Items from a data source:
────
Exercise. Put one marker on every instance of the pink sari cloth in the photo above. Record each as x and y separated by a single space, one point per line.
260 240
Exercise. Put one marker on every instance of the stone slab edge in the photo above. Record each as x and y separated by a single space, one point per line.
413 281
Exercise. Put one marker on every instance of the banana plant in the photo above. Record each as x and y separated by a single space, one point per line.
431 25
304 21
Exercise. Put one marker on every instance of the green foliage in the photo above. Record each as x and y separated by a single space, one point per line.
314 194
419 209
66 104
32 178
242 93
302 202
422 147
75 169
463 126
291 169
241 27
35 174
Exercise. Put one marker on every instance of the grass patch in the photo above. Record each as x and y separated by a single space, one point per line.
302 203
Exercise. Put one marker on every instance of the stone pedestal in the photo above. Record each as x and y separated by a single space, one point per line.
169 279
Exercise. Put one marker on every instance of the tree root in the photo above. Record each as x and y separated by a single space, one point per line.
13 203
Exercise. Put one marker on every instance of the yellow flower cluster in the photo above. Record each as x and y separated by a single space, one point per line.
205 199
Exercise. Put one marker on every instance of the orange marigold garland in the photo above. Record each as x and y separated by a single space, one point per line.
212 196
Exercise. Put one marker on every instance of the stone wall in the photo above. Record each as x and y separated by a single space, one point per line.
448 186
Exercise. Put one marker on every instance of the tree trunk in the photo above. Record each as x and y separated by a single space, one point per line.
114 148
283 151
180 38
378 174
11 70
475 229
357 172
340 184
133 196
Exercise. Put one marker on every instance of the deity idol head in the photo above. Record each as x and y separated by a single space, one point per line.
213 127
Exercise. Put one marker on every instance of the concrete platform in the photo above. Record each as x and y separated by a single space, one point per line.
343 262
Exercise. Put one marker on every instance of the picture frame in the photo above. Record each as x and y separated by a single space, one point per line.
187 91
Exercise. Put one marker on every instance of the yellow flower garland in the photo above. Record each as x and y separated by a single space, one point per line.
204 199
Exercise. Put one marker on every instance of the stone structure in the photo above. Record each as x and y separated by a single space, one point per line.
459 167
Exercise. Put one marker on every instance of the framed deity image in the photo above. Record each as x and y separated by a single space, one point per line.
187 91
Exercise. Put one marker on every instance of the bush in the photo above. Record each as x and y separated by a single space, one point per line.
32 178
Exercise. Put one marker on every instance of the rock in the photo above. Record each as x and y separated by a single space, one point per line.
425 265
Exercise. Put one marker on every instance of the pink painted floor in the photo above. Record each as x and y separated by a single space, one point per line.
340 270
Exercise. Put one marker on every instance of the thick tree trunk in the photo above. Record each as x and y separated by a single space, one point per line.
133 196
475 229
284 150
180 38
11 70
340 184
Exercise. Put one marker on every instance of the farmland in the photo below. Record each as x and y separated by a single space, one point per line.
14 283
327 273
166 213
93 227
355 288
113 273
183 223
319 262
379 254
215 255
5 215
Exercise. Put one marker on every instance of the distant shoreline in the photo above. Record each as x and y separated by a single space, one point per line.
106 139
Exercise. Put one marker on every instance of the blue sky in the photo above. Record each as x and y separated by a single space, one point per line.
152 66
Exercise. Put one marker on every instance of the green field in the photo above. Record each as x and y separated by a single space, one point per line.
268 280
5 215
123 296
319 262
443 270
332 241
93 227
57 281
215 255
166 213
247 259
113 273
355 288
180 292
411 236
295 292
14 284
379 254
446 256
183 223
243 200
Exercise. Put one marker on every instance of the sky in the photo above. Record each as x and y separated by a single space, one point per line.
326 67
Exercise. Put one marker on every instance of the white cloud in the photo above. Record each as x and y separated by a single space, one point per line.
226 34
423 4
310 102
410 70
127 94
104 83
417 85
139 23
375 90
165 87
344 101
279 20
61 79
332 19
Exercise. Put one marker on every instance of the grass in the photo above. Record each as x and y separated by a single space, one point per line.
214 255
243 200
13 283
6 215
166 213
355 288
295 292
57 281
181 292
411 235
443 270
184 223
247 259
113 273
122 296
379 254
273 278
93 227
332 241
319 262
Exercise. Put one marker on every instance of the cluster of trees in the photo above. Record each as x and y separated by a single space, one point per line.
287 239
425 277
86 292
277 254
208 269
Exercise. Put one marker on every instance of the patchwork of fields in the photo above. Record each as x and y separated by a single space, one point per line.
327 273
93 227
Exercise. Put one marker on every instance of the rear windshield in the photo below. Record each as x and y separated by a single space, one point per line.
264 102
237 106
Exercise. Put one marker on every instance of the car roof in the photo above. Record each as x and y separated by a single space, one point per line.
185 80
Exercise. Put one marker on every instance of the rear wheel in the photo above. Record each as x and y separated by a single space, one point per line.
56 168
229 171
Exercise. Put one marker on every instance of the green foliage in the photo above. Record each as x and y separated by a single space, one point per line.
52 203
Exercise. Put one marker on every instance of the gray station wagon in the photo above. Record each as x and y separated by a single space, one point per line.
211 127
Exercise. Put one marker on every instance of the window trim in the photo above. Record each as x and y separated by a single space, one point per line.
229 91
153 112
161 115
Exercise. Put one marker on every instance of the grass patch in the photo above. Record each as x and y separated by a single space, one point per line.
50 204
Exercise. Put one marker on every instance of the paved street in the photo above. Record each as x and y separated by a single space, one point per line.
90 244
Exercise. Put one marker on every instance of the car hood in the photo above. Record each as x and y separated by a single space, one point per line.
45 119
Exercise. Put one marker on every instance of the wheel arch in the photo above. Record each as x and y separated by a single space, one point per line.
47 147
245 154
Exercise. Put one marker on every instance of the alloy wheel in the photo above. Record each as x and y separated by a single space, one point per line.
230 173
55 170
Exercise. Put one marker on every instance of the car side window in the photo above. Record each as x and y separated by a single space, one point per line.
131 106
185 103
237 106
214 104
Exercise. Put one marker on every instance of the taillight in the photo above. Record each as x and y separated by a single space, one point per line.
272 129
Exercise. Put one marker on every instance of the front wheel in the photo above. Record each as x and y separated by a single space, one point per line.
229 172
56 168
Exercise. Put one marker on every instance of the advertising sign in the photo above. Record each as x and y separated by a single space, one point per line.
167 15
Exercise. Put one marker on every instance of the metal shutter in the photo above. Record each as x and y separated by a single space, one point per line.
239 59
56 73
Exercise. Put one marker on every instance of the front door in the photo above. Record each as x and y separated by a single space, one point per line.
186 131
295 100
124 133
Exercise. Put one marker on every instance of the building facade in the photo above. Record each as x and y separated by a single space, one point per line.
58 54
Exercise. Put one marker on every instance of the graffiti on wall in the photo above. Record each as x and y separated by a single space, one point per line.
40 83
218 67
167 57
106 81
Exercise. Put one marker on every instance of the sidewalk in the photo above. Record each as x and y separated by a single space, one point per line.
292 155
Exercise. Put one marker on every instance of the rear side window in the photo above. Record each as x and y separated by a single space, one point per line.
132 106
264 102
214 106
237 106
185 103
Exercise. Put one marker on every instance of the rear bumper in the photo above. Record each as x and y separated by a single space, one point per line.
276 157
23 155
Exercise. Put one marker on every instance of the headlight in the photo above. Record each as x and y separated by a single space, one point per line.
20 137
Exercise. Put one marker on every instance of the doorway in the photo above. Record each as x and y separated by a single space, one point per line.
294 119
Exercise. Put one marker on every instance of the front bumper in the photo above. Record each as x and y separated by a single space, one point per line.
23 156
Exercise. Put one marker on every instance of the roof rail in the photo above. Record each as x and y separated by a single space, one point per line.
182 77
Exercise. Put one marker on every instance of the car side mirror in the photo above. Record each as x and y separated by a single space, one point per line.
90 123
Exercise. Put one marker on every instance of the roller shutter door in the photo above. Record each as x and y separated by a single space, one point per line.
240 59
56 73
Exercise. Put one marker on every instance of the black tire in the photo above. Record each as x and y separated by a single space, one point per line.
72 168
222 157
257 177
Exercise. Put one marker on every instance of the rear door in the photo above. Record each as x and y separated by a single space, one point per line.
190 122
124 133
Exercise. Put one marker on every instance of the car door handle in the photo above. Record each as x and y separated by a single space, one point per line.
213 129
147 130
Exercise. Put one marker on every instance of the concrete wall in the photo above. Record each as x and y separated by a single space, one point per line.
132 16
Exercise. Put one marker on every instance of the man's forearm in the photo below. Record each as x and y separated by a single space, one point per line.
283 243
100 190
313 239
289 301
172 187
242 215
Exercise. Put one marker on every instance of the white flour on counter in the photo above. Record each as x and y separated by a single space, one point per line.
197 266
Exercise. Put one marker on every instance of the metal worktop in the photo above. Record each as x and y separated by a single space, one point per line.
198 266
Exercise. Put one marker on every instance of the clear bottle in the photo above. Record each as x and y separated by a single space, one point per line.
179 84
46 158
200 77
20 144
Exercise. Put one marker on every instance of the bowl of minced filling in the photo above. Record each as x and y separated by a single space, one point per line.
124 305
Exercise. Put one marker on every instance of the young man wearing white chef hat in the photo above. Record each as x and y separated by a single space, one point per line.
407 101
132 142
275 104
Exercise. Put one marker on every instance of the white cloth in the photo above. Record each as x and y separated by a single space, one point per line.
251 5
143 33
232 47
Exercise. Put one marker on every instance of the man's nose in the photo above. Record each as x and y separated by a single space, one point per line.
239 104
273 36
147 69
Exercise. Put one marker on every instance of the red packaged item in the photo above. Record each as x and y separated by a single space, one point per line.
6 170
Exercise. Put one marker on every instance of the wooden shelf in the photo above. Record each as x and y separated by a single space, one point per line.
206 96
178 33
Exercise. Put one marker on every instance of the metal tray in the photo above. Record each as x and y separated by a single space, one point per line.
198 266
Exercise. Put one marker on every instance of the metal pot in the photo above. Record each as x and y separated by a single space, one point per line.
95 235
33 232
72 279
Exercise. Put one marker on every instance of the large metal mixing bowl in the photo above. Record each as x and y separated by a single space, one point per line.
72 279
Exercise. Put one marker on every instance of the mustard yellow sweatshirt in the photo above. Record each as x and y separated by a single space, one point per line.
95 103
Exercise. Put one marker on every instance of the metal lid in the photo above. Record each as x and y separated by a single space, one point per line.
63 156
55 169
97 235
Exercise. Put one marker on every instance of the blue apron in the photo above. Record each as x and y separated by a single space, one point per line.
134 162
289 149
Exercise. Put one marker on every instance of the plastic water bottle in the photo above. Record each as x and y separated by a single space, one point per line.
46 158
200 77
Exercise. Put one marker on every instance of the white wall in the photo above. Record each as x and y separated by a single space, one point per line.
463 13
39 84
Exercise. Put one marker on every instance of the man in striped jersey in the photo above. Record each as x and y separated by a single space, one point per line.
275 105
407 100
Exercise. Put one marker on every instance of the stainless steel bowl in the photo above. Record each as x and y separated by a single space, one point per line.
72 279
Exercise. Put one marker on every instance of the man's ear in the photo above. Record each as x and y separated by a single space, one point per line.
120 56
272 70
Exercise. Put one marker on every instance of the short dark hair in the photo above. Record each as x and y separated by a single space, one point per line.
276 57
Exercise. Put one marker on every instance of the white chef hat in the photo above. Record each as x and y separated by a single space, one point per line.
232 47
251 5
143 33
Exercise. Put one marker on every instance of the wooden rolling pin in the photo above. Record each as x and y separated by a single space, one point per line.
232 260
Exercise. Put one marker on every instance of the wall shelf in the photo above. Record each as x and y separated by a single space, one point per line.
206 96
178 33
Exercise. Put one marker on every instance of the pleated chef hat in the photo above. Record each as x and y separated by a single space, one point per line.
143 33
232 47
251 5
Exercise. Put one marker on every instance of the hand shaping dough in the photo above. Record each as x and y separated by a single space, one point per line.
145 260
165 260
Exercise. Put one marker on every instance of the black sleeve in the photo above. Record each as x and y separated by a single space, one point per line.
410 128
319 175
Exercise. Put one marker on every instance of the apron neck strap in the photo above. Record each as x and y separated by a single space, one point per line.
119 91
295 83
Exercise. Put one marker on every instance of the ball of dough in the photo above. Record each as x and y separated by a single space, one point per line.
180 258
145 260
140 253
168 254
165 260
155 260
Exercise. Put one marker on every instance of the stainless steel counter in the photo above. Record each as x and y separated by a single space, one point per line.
────
=== GOAL OF THE EXERCISE ===
Write out only what runs from the line holding "Exercise. Put one marker on every instance of the hand" through the last line of the records, exactly as shown.

=== SOLUTION ===
Exercise. Put one marker on every instance of the hand shaping dough in the photo above. Record each as x and y separated by a single space, one point per line.
145 260
165 260
Exercise. Put one marker on every instance of the black sleeve in the photo above. Record each as x and y separated by a single space, one point per line.
410 128
319 175
Exercise. Put one marker on every instance of the apron neck strap in the photo above. Record each as x and y separated by a single space, one point per line.
119 91
295 83
Exercise. Put one marker on every instance of the ball of dough in the photo above. Record each as x and y separated by a single space, one point per line.
180 258
145 260
140 253
168 254
165 260
155 260
Exercise. Put one marker on every instance of the stainless steel counter in the photo above. Record each as x and y separated by a single space, one point per line.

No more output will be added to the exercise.